> _Prompt_
Rewrite the records from the line with "For this exercise we mark the reflection" through the end of the records, changing "reflection on glass" to "glare on the window" and leaving everything else as it is.

Saved data entries:

════════════════════

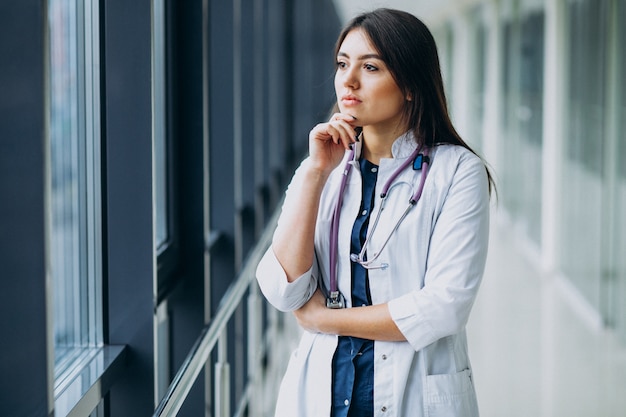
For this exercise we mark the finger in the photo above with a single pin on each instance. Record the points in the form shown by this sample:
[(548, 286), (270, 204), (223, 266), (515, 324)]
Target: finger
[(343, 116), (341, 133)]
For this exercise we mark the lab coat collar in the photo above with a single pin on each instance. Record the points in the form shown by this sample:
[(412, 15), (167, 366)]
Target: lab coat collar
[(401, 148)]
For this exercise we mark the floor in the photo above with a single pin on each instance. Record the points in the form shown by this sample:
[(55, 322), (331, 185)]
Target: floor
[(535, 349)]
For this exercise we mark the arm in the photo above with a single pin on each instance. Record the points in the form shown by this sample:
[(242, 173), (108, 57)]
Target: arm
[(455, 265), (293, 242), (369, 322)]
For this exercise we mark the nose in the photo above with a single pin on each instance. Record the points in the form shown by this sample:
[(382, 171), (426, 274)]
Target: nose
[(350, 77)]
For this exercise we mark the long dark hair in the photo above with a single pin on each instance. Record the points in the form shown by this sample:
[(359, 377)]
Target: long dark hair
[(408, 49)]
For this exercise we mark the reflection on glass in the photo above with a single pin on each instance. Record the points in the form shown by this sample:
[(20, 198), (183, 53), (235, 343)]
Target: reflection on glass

════════════════════

> _Result_
For this exercise we mark the glare on the window in the photo above with a single pin on each instance. Record the points in the form shown by this sample:
[(20, 198), (183, 53), (235, 343)]
Target: glare on the window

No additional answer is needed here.